> Records to process
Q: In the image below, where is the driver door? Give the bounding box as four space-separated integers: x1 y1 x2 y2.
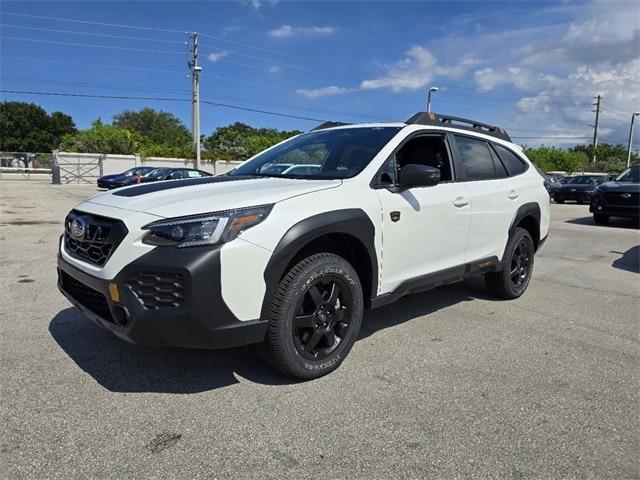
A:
374 133 471 293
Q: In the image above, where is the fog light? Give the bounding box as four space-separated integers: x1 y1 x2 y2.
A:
108 282 120 302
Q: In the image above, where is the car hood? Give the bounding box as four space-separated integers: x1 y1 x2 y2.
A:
84 175 342 218
596 181 640 193
99 174 123 181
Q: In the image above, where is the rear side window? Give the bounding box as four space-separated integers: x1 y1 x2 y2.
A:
455 135 506 181
492 144 528 176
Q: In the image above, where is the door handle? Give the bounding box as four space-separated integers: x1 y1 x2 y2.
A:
453 196 470 208
508 190 519 200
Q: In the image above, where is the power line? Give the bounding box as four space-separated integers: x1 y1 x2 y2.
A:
0 89 333 122
0 23 186 44
1 35 187 55
2 36 283 73
0 10 308 62
200 100 327 122
1 76 383 121
0 11 186 33
199 41 305 70
1 56 186 75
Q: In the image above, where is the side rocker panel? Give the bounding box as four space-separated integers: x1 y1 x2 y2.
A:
260 209 378 320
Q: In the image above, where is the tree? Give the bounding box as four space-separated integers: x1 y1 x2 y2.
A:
0 101 76 155
204 122 302 161
112 108 191 150
59 119 139 154
571 143 638 172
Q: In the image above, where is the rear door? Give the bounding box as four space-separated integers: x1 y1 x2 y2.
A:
451 134 520 263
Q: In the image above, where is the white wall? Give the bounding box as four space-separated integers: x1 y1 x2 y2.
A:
55 151 243 177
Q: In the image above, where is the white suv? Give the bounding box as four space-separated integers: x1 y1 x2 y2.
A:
58 112 550 379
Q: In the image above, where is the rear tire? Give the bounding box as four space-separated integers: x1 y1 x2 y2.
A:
593 214 610 225
258 253 363 380
485 228 535 300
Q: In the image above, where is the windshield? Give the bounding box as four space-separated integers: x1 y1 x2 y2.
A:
615 165 640 183
146 168 171 179
567 175 605 185
231 127 402 179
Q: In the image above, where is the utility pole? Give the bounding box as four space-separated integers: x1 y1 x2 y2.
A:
627 112 639 168
591 94 602 163
189 32 202 170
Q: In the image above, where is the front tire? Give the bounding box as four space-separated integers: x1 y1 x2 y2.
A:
593 213 610 225
258 253 363 380
485 228 535 300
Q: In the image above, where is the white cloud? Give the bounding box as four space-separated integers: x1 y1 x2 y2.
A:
267 25 335 38
359 46 476 93
296 46 476 100
269 65 281 74
296 86 353 99
207 51 229 63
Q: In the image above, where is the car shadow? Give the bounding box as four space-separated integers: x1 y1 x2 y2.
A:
50 278 491 394
565 216 639 229
611 245 640 274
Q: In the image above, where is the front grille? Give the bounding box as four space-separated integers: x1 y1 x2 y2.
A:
60 270 114 323
126 272 184 309
604 191 640 207
64 210 128 266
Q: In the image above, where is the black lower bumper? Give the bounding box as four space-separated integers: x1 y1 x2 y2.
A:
554 192 592 203
590 197 640 218
57 246 268 349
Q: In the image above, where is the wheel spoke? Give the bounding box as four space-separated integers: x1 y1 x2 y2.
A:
308 285 324 308
294 314 316 329
327 281 340 306
304 330 323 352
335 307 347 322
324 329 336 347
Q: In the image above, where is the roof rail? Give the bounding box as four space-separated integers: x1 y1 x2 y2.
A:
405 112 512 142
311 121 350 131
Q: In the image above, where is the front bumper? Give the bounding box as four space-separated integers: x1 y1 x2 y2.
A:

> Your assignment
Would you return the records exactly, keeping out every picture?

> Exercise output
Q: In the image below, where is the driver door? Give the bounding box as four space-separated integers: x1 y1 x2 y2.
A:
374 133 471 293
Q: In the image above, where is the fog light? Give the bounding box as four space-separated integers: x1 y1 x2 y2.
A:
108 282 120 302
Q: In the image above, where is the car hood? Give the bounding box as four space-separated integers: x1 y1 x2 y2.
A:
84 175 342 218
596 181 640 193
99 174 123 181
Q: In the image above, where is the rear side window? Give the bounding box as four space-separated integers: x1 y1 x2 y2.
A:
455 135 506 181
492 144 528 176
Q: In the image above, where is the door handle? Give the bounding box as four space-separated integers: x1 y1 x2 y2.
A:
453 196 470 208
508 190 519 200
Q: In the image above, where is the power line? Give the bounding box as four space-separated integers: x1 y1 x2 y2.
A:
0 89 333 122
0 23 186 44
1 35 187 55
2 36 283 73
0 10 308 62
200 100 327 122
1 76 383 121
0 11 186 33
199 41 305 70
1 56 186 75
Q: In the image above, where is the side rocker panel? Give the bounding box as four space-separated integers: x1 y1 x2 y2.
A:
260 209 378 320
Q: In the image above, where is the tree? Give the bounding box as four space-separated integers: x1 y1 x2 y2.
A:
0 101 76 155
204 122 302 161
112 108 191 150
59 119 139 154
571 143 638 172
Q: In the image above, where is the rear door? Give the bounding box as four space-separated integers: x1 y1 x2 y2.
A:
451 134 520 263
Q: In the image above, where is the white wall? Give the bounding box as four space-separated integers: x1 y1 x2 y2.
A:
55 151 243 177
Q: In the image above, where is the white suv? Give the bounding box as four space-separated integers: x1 y1 x2 y2.
A:
58 112 550 379
Q: In the image above, where is the rear tire? Give the bounding box as four space-separated integers: x1 y1 x2 y2.
A:
593 214 610 225
258 253 363 380
485 228 535 300
Q: In the image above, where is the windshield? Give the bounding box as four space-separated integers: x1 y1 x2 y2.
A:
615 165 640 183
146 168 171 179
567 175 605 185
231 127 402 179
Q: In the image above, where is the utility pole? Give the bounding box as four space-separated integers: x1 y1 x2 y2.
A:
627 112 639 168
591 94 602 163
189 32 202 170
Q: In the image above, where is the front tire? Give the bounding box as four space-separated integers: x1 y1 x2 y2.
A:
593 213 610 225
258 253 363 380
485 228 535 300
Q: In the image above, where is the white cloud? Give the bounding box as four space-separated integers: x1 y1 x2 y2.
A:
267 25 335 38
359 46 476 93
296 46 476 100
269 65 281 74
296 86 353 99
207 51 229 63
Q: In the image above, where is the car shadow? Give the bounding box as four space-separated integers: x1 y1 x2 y2.
A:
50 278 491 394
565 216 639 229
611 245 640 274
Q: In the image above, where is the front grille? Give the bounding box as four space-separated integers: x1 y1 x2 y2.
A:
60 270 114 323
126 272 184 309
604 191 640 207
64 210 128 266
Q: In the image above, where is the black lower bumper? Give the bounding box as four space-separated integers: x1 y1 x2 y2.
A:
554 192 592 203
590 197 640 218
57 246 268 349
Q: In the image above, where is the wheel spoke? Give the bounding box as four space-separated integers: x1 y1 x2 y2.
A:
308 285 324 308
294 314 316 329
327 281 340 306
304 330 323 352
335 307 347 322
324 329 336 347
Q: In the image above, where is the roof rail? Give the bounding box as four space-separated integers: x1 y1 x2 y2.
A:
405 112 512 142
311 121 350 131
Q: In the image above, where is the front bumper? Give the bounding box as four space-separated integers: x1 y1 x2 y2.
A:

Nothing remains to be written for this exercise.